» **TASK GOAL**
Report every line of the listing below that contains the word "grass" by copying each such line in full.

» **DATASET EXTRACT**
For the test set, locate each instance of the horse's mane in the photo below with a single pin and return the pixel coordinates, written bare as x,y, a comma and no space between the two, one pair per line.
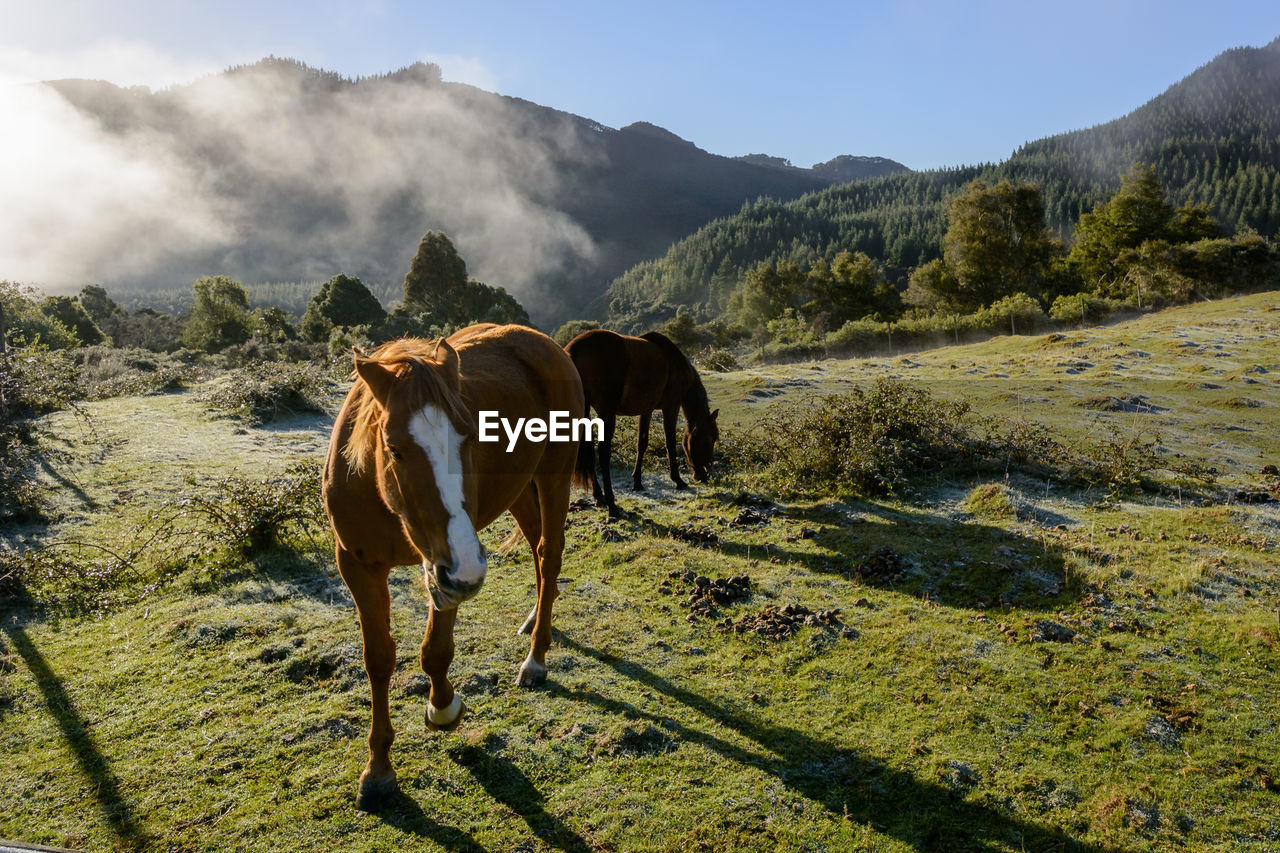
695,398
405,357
==
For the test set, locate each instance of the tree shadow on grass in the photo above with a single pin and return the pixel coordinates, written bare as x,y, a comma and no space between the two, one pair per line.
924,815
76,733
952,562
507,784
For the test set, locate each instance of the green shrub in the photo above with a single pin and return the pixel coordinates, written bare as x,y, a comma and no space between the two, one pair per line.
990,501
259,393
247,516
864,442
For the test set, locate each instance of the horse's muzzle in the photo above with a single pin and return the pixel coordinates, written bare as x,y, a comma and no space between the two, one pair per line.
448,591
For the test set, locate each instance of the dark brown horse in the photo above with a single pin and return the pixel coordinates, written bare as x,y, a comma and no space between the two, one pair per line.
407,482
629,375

» **WORKED SOLUTION**
For the test set, locate each instance of the tree shadow on grass in the photo above with a single pin and return the pixel coordinates, written bare as x,y, a comma and no space between the two, one pair per line.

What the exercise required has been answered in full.